* **WRITTEN REQUEST**
Find every line in the listing below that contains the word "blue", matching case exactly, and copy each of those lines.

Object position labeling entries
>> begin

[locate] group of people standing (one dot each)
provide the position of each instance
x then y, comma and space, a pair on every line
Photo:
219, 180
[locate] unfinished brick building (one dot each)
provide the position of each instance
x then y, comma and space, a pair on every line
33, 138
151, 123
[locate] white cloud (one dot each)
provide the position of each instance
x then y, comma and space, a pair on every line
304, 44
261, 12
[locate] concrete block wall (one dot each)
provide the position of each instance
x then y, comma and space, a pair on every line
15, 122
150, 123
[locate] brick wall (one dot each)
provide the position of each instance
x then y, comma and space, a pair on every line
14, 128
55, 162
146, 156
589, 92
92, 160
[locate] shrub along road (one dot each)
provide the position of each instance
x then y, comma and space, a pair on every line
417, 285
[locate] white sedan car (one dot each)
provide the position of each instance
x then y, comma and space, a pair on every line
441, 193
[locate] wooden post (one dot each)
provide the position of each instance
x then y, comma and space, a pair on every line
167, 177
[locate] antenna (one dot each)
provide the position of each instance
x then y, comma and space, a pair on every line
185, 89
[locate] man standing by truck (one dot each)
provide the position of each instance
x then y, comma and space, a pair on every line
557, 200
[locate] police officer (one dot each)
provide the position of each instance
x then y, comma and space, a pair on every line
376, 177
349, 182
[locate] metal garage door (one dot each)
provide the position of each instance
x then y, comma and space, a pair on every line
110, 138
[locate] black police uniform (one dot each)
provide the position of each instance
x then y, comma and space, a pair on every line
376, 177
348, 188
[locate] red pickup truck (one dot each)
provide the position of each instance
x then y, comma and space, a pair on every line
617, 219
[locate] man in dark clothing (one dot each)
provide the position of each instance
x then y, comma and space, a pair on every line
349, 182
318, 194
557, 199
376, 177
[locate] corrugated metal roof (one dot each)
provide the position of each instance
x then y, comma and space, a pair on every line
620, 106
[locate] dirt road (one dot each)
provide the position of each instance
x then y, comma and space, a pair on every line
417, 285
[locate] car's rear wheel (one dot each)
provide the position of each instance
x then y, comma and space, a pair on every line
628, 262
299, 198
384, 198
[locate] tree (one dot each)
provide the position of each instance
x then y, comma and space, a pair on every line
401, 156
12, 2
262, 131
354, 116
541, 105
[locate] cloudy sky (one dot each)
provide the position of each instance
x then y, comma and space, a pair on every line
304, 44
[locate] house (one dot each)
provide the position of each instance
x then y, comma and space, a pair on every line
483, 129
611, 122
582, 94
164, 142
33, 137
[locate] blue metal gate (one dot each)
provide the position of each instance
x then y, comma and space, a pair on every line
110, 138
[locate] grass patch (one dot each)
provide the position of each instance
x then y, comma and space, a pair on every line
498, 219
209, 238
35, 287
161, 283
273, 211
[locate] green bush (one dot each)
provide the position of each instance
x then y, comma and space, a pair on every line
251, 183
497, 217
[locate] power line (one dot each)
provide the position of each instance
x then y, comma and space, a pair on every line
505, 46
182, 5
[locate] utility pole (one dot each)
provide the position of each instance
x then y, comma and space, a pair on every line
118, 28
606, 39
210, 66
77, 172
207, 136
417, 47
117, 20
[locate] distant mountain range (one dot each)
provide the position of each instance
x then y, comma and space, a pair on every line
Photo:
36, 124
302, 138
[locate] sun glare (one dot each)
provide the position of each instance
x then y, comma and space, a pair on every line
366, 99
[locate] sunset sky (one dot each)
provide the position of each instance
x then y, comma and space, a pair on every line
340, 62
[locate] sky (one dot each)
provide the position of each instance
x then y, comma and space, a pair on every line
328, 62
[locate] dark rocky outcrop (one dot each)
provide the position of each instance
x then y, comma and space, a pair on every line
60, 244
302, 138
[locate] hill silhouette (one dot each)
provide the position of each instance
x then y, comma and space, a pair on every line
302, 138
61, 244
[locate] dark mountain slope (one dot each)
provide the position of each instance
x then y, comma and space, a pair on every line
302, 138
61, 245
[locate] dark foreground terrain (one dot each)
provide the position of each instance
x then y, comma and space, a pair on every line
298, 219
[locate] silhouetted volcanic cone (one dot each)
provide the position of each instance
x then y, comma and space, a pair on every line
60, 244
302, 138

>> end
>> begin

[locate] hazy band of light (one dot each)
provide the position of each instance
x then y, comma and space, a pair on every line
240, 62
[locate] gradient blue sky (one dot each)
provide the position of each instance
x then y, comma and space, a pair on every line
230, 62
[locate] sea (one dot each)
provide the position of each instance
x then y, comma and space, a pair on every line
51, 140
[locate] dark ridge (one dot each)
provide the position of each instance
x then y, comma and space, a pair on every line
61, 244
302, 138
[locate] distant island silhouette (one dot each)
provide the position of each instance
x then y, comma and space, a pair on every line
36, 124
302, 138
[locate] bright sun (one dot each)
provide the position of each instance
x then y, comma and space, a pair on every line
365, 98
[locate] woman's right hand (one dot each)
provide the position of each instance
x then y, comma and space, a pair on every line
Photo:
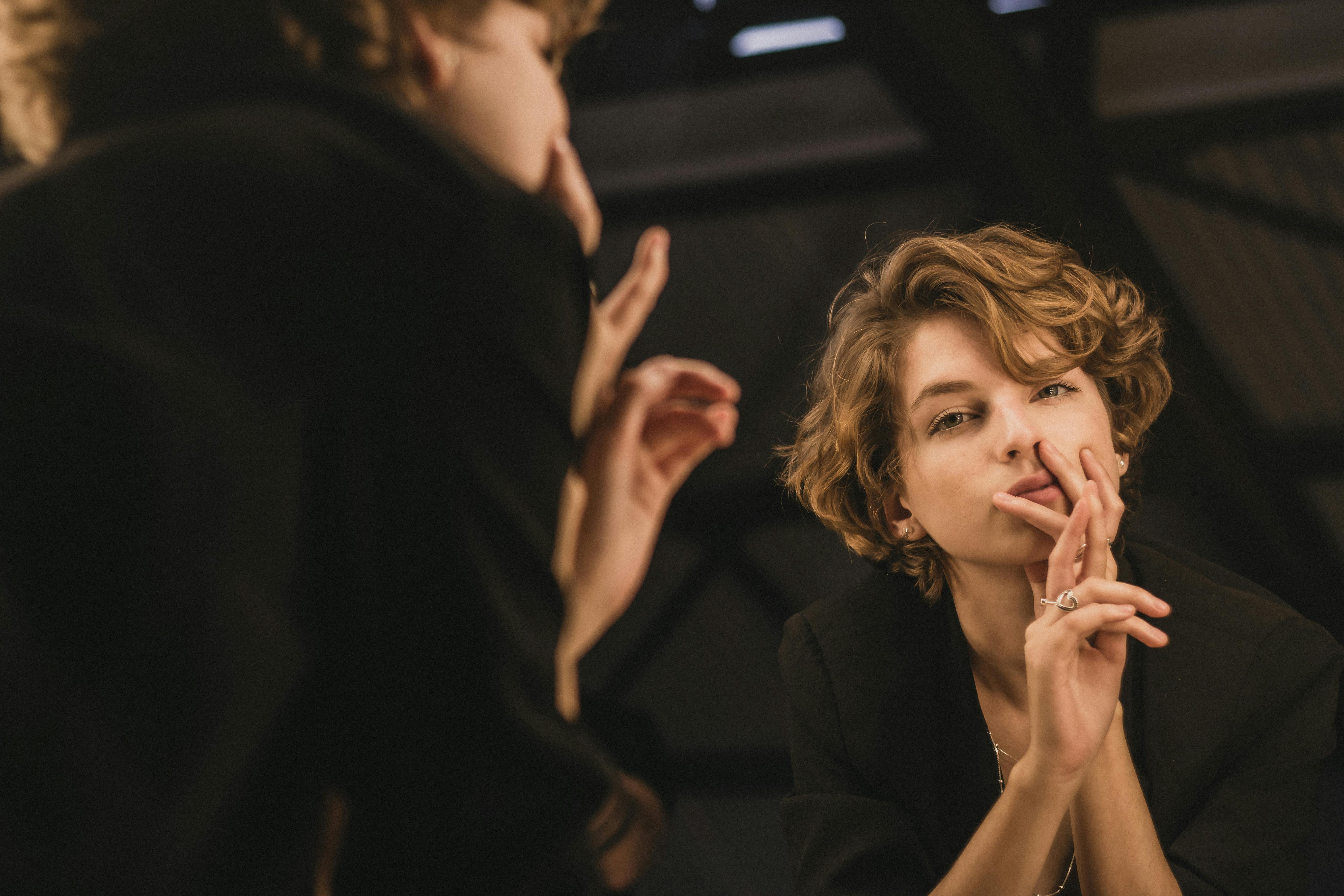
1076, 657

>> end

* **RESULT OF THIS TASK**
[locate] blue metal gate (one dot each)
[locate] gradient blue sky (one dot each)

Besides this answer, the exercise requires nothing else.